* **AIM OF THE EXERCISE**
Where does the string "fence" appear? Copy every line of the entries below that holds it.

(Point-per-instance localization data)
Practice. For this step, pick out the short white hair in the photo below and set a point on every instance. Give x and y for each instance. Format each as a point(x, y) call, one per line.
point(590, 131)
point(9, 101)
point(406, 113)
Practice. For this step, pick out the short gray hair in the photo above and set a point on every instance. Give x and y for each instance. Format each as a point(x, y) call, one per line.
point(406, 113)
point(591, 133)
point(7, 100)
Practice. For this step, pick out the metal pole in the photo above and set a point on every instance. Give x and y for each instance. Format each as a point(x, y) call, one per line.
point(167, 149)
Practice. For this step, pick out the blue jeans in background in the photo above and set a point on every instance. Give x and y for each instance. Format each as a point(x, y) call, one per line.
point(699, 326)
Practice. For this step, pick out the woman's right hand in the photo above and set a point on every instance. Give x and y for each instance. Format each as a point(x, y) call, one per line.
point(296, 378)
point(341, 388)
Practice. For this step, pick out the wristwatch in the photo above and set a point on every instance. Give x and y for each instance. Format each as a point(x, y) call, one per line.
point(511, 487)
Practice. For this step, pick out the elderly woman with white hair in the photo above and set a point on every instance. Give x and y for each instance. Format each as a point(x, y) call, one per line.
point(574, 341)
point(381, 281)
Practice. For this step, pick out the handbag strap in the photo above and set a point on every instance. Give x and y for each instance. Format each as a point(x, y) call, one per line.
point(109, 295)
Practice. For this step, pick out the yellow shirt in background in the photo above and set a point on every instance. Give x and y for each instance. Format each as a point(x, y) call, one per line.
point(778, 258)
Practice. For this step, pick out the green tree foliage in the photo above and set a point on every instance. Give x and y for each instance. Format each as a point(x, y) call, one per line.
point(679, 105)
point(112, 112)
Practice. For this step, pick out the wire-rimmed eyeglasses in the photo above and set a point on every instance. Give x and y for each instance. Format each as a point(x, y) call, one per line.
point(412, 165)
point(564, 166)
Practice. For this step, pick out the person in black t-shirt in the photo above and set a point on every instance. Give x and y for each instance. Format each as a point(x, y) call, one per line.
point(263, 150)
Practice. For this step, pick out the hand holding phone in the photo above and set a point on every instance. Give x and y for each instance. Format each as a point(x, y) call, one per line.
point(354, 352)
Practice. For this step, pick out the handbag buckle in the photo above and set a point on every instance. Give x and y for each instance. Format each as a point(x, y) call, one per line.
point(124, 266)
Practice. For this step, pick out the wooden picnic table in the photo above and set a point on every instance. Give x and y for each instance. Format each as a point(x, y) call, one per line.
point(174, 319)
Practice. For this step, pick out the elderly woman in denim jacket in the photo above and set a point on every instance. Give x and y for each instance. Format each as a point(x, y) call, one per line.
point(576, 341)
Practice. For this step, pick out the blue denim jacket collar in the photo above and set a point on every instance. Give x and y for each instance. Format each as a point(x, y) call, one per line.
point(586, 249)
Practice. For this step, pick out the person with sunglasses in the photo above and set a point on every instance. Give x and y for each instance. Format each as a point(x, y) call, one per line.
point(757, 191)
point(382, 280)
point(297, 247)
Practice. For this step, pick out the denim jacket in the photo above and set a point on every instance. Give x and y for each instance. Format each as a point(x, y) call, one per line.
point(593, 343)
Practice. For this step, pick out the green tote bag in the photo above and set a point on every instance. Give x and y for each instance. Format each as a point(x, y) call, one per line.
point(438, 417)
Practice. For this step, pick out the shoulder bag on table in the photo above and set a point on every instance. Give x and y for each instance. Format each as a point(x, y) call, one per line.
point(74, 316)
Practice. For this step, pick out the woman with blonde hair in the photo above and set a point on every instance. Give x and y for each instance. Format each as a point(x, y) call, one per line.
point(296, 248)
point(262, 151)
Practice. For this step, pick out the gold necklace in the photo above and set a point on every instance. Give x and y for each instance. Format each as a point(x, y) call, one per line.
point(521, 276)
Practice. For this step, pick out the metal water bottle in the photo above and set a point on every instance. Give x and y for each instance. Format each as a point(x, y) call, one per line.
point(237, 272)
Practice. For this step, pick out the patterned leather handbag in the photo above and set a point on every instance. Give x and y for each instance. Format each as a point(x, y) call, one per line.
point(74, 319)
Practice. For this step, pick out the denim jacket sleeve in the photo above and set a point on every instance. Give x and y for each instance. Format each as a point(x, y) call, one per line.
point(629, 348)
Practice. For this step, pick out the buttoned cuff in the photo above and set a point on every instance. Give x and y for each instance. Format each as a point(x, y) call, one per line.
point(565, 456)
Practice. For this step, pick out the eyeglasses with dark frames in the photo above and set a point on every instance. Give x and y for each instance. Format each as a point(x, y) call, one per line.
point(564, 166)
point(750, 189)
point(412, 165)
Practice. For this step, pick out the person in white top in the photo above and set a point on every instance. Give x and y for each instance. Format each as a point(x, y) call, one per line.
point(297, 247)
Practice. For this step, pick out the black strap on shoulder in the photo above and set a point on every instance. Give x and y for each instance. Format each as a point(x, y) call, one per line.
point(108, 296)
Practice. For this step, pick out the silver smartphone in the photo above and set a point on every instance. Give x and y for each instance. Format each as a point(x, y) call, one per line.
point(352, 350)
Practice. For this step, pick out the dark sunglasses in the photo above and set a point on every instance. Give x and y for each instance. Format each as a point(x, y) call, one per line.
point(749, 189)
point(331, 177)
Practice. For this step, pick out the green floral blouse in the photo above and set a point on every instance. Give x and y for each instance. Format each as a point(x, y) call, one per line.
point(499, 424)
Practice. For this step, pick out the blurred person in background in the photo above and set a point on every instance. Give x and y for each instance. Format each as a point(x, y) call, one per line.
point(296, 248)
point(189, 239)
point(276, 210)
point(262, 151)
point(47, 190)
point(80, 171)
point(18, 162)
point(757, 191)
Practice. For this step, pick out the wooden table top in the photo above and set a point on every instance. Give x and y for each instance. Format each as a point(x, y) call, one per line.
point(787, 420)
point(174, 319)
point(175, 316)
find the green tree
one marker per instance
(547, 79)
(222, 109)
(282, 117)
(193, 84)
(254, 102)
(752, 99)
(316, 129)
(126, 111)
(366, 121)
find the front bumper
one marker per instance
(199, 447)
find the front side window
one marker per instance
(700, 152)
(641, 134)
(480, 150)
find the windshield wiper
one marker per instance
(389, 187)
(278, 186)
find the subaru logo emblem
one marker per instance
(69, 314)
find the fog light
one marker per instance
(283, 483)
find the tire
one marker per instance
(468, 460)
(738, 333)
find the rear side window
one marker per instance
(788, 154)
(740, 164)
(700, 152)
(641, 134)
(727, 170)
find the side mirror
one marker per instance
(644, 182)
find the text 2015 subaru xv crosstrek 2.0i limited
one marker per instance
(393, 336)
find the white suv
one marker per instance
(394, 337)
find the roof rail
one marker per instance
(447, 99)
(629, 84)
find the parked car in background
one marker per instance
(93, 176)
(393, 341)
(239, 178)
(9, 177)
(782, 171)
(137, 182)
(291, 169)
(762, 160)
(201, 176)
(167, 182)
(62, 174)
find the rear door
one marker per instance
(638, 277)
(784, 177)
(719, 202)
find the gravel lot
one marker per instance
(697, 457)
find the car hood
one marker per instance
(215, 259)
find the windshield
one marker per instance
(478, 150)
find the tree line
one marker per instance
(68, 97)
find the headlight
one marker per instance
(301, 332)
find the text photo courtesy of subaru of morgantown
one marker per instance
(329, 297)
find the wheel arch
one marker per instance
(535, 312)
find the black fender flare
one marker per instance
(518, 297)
==
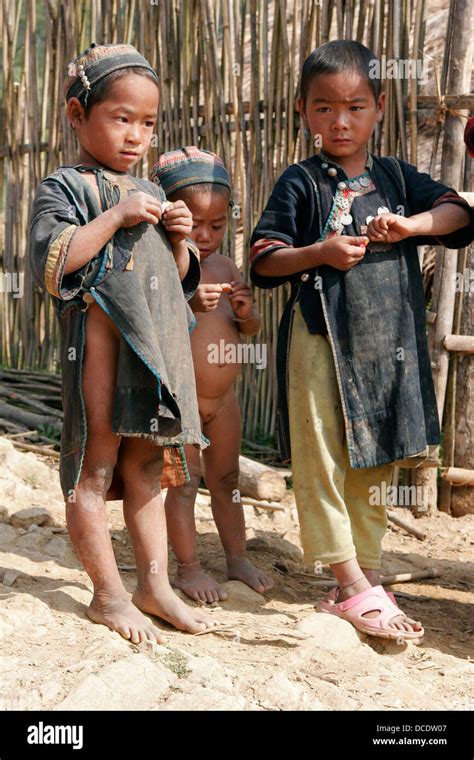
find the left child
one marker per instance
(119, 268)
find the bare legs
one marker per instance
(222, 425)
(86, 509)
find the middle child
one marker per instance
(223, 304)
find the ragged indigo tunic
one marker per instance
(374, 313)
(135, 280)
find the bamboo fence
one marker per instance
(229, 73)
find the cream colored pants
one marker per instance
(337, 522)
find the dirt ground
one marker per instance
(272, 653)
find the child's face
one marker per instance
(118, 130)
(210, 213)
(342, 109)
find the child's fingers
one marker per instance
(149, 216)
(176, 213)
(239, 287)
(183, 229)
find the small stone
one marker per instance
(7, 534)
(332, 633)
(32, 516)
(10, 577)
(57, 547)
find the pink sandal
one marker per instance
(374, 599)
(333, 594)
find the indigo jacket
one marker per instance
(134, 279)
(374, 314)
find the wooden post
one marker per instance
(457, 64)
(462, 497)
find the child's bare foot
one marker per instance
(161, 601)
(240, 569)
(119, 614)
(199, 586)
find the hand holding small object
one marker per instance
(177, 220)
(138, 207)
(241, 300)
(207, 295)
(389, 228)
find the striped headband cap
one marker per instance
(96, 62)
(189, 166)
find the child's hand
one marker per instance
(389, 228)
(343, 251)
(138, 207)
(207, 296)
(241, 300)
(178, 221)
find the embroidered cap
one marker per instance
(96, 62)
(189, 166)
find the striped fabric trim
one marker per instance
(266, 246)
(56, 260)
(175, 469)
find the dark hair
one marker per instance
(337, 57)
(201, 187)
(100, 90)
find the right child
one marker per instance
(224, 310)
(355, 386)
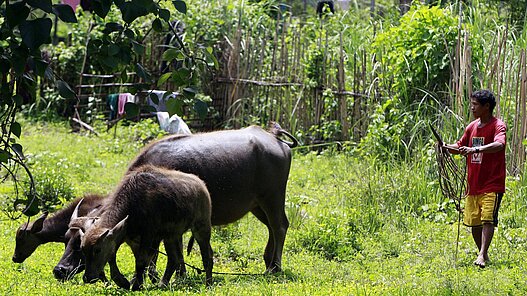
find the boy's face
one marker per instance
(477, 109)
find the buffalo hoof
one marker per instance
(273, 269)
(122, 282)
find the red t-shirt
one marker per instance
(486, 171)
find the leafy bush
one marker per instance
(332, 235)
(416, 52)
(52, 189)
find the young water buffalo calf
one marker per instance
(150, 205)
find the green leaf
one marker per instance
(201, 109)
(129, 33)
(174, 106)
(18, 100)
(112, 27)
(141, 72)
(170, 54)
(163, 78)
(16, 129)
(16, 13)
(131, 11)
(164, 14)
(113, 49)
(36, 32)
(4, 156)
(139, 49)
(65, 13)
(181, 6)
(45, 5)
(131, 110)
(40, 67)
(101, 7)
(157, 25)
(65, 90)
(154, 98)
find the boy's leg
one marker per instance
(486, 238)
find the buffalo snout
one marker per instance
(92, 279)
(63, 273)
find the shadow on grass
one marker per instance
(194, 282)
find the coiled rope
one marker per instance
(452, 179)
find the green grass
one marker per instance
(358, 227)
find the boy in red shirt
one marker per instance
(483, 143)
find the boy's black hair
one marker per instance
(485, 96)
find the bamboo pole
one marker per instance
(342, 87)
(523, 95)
---
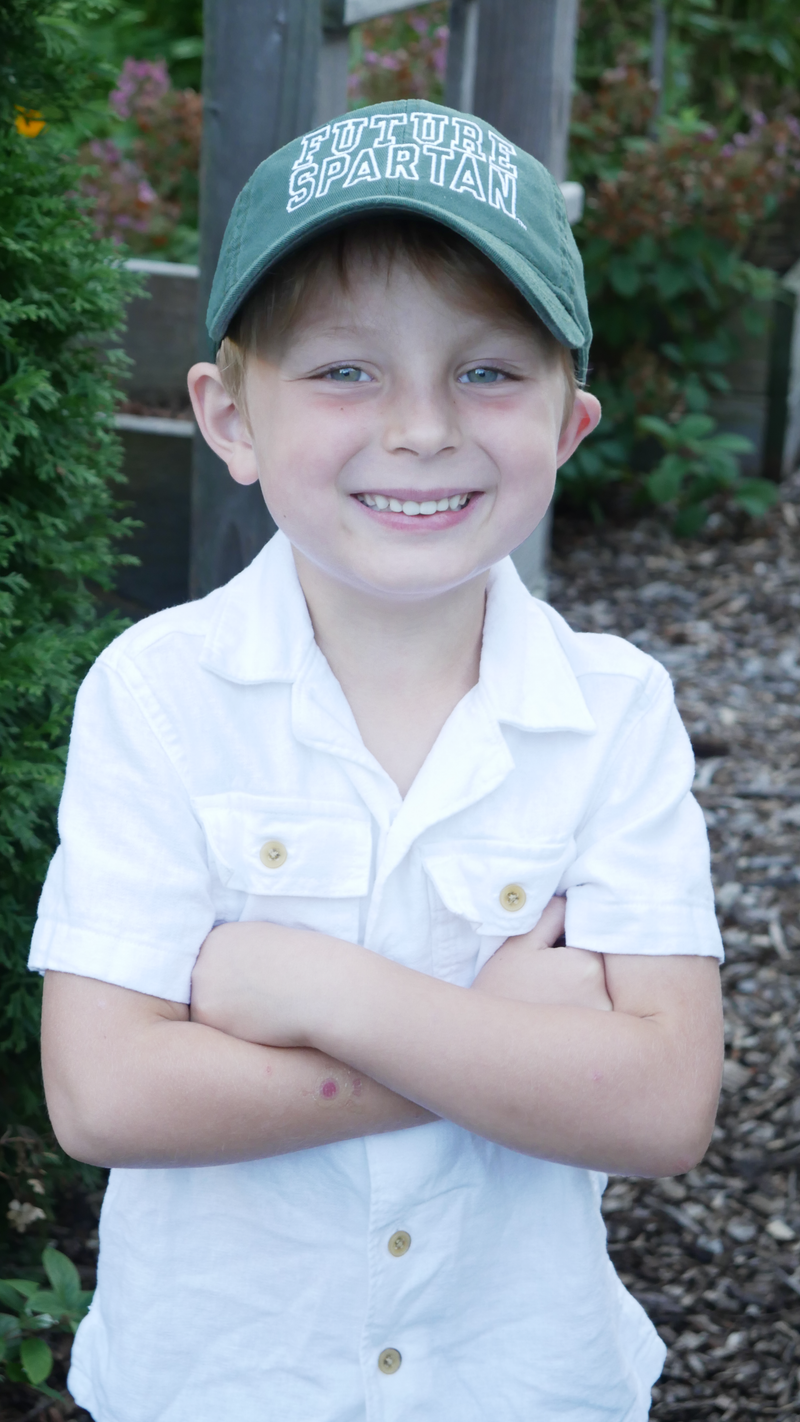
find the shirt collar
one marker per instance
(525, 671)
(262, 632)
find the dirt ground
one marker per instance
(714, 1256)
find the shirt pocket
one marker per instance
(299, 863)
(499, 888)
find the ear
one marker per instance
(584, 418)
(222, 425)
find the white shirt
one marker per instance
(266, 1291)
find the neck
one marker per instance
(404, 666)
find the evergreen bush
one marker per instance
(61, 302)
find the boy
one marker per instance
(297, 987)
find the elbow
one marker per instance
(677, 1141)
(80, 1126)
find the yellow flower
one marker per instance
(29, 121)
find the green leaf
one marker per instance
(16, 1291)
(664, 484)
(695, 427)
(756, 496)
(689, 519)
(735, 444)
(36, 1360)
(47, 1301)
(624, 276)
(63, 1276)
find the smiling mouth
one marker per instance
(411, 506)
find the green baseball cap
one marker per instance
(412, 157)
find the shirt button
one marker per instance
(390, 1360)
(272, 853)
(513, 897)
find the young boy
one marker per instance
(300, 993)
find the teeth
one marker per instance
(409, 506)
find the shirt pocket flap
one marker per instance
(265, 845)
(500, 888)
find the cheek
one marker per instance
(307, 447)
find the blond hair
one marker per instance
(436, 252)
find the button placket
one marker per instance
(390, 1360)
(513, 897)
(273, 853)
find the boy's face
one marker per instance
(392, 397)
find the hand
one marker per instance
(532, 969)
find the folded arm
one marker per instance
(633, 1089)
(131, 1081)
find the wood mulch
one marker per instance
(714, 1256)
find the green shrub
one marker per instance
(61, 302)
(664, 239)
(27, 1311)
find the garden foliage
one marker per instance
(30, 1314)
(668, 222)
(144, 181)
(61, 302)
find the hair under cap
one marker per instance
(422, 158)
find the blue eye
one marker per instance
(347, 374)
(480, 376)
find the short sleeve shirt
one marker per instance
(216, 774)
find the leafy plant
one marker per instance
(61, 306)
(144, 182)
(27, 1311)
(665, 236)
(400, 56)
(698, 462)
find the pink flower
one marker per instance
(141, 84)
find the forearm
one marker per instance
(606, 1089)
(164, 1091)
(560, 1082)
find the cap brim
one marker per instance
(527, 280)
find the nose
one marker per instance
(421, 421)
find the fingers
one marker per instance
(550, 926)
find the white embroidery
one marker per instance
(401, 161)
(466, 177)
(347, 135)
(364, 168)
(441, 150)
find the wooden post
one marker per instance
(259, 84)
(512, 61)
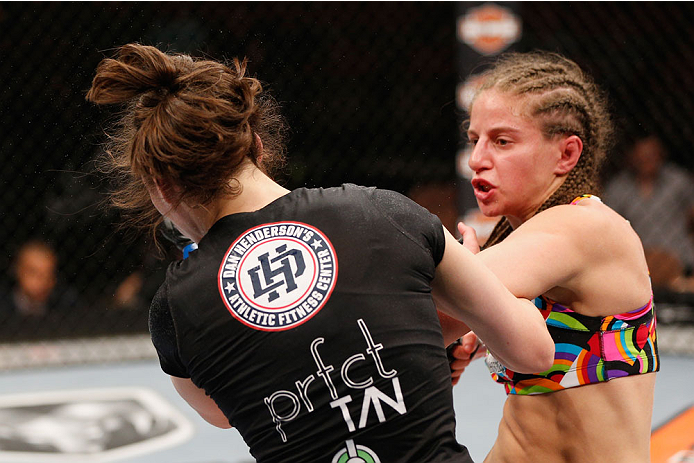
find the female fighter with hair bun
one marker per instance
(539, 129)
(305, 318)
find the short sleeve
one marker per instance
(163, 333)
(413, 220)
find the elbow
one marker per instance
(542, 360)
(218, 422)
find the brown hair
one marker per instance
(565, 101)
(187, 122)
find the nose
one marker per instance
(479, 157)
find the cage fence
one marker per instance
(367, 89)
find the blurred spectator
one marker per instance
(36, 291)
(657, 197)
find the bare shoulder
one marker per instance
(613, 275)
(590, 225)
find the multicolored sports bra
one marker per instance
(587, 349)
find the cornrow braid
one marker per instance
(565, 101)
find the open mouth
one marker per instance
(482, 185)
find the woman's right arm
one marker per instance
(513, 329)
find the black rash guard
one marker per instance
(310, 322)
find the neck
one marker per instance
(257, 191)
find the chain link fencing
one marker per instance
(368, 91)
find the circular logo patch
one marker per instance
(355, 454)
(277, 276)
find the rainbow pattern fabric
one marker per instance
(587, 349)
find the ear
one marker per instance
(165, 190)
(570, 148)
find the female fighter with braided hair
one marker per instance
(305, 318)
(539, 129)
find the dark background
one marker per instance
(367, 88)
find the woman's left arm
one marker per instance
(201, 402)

* **SOLUTION FOR THIS EXERCISE**
find the bamboo fence
find the cage fence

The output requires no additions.